The input:
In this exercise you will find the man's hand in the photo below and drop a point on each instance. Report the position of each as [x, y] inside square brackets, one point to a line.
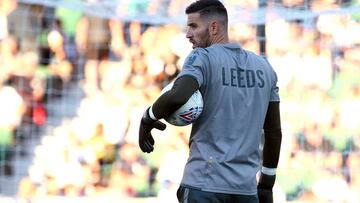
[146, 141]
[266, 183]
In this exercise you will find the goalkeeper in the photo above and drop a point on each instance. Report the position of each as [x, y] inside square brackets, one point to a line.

---

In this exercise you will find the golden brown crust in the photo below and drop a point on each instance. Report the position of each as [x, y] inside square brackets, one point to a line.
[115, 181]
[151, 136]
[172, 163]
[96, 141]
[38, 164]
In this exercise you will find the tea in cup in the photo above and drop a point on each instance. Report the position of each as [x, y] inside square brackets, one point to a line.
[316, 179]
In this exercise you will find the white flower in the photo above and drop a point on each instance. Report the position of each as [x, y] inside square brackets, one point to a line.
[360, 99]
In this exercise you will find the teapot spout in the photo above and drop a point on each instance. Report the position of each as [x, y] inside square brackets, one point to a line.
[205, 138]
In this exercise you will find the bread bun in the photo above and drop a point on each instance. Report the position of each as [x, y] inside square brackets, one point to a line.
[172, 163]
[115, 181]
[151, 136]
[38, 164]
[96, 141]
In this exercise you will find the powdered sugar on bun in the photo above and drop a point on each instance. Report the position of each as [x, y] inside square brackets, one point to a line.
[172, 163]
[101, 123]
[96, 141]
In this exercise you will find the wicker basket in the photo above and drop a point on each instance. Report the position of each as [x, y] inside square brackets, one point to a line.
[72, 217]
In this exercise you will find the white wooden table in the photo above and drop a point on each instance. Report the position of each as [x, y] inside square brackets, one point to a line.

---

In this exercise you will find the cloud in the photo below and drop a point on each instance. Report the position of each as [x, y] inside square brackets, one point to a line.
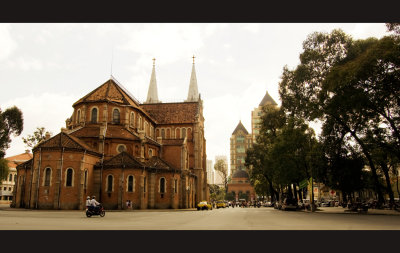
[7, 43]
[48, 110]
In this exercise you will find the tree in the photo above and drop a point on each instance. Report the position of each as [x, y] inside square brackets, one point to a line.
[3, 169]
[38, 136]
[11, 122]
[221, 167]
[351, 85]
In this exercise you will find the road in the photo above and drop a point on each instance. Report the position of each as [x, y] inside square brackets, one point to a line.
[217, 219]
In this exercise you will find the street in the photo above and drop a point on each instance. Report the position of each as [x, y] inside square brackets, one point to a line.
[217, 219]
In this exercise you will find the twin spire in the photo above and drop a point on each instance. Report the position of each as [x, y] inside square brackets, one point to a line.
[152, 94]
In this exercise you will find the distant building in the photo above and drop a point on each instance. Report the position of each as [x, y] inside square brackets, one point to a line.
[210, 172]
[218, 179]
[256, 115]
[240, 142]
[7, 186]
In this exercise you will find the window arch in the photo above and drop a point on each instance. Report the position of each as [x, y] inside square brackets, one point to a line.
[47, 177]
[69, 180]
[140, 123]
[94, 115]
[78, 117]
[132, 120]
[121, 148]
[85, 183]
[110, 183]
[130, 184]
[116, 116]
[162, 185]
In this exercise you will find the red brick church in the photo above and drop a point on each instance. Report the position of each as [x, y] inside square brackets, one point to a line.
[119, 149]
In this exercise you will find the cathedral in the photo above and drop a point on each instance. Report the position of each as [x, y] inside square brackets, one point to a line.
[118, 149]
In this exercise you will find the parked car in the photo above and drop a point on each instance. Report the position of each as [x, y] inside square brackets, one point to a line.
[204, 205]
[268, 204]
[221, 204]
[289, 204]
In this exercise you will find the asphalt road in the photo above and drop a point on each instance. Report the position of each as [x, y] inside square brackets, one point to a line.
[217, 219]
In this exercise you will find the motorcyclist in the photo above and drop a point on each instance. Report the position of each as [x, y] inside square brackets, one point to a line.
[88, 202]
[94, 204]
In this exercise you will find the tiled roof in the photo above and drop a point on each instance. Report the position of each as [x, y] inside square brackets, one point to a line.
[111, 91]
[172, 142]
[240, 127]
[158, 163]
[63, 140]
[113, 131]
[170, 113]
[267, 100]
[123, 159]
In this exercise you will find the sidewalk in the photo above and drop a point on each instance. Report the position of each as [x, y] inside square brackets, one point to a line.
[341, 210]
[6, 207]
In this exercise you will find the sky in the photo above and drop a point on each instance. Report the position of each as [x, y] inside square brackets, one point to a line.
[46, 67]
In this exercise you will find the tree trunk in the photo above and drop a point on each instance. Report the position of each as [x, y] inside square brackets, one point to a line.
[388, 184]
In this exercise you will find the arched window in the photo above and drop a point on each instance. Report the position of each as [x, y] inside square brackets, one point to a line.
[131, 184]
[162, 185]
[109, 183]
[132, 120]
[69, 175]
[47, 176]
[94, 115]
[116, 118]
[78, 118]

Given task: Can you write out the records again from the line containing "In this exercise you will find the man's" through the line containing "In this exercise you will find the goalkeeper", both ends included, keeping the requests unchanged but multiplying every point coordinate in the answers by 1.85 and rounding each to a whole number, with halves rounded up? Give only those lines, and leave the pictures out.

Finished task:
In this exercise you will find the man's hand in the photo below and drop a point on each instance. Report the position of each as [x, y] inside square brackets, one point to a line.
[270, 261]
[492, 339]
In this exercise you will find the goalkeeper in the photo above and drop a point on each instance. Report the position of each as [x, y] inside square brackets, one point to a line.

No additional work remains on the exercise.